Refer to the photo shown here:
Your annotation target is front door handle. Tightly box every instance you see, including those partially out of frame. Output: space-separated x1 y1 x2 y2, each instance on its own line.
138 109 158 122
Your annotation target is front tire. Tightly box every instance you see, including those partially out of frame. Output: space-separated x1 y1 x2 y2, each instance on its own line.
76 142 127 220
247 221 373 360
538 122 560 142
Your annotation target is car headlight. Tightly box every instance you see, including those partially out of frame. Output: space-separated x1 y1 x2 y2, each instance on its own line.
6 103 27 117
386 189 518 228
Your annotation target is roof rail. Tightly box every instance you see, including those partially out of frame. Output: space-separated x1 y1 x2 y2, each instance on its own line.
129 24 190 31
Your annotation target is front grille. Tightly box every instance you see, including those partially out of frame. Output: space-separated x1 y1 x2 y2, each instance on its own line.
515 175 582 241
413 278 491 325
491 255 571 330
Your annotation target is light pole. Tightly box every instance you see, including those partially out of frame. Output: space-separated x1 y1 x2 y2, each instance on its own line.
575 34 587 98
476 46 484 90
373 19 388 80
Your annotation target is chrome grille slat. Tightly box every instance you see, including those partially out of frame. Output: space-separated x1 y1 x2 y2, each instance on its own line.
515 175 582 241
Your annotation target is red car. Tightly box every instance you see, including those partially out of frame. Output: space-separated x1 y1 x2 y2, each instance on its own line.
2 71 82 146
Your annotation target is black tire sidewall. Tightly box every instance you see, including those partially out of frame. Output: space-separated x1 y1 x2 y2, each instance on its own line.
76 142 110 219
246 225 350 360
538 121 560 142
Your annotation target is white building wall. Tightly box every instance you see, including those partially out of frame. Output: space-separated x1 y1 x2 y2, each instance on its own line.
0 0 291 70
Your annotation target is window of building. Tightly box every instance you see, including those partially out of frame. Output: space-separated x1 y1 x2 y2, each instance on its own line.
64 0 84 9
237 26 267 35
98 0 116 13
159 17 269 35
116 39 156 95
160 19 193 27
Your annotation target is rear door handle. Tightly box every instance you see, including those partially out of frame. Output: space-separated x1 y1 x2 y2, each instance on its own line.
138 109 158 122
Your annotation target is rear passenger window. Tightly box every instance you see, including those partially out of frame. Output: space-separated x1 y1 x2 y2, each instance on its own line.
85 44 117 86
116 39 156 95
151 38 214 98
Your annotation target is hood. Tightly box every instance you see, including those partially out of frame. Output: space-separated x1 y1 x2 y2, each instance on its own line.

------------------------------------

Give every line of the material above as a numbered list, one line per item, and leave out any blank lines.

1. Refer to the photo shown here:
2. Your annotation target is front door handle. Tightly box every instance you see, including those partially out of frame. Output: space-separated x1 y1 x2 y2, each instance on its own line.
3. 138 109 158 122
4. Your annotation target is front tire. Tightly box every instance you see, including those partially out of frame. Output: space-separated x1 y1 x2 y2, each instance on its own line.
5. 76 142 127 220
6. 247 221 373 360
7. 538 122 560 142
8. Your annotation target is car headlight. Tightly box every instance you see, including those partially out of frame. Output: space-separated x1 y1 x2 y2, each instance on its own line.
9. 6 103 27 117
10. 386 189 518 228
11. Your annotation target is roof rail. Tightly box every instance you see, including those partially out of frame. Output: space-separated x1 y1 x2 y2, each instance on its own line.
12. 129 24 190 31
13. Your annotation target is front grille. Tightly box every instance you see, including those partially out of frame. Output: space-separated x1 y1 x2 y2, each instance on its own line.
14. 515 175 582 241
15. 413 278 491 325
16. 491 255 571 330
17. Your annotation target is light pole. Tightly box every instance you see, including those partially out of frame. Output: space-separated x1 y1 x2 y2, each instance on its own line.
18. 575 34 587 98
19. 476 46 484 90
20. 373 19 388 80
21. Your annotation target is chrome grille slat. Tightly box every instance you see, including those partially out of frame. Output: space-separated x1 y1 x2 y2, each instance on its own line.
22. 515 175 582 241
23. Your annotation target is red car. Tightly box every instance you see, including those partially out of frame. Output: space-separated x1 y1 x2 y2, each instance on its own line.
24. 2 71 82 146
25. Your annotation target is black tire sidewall. Tightly box every instance you see, including those partially out of frame. Output: space-separated x1 y1 x2 y2, each instance on its own line.
26. 76 142 110 219
27. 246 225 350 360
28. 538 121 560 142
29. Your annotation target is white building wall. Tightly box every instance you see, including those partially out of frame. Output: space-separated x1 y1 x2 y2, each instance on its own line.
30. 0 0 291 70
31. Your annotation target is window of building. Tightly box every instance you see, including those partially out of frame. Output: space-separated x1 y1 x2 y2, each instance on its own line.
32. 64 0 84 9
33. 237 26 267 35
34. 98 0 116 13
35. 159 17 269 35
36. 116 39 156 95
37. 160 19 193 27
38. Your annotation target is rear door handle. Tightly box every instance you see, including those partially out of frame. Output: space-separated x1 y1 x2 y2, each instance on its own line.
39. 138 109 158 122
40. Your annotation target is rear passenger window. Tightly box every instance you see, including those partially out of frame. Output: space-separated x1 y1 x2 y2, each instance on its own line.
41. 85 44 117 86
42. 116 39 156 95
43. 151 38 214 98
44. Your annotation target is hood. Tightly box every instance you see, including those partially out of frame. Output: space-separated x1 y1 x2 y2, each instance on its own line.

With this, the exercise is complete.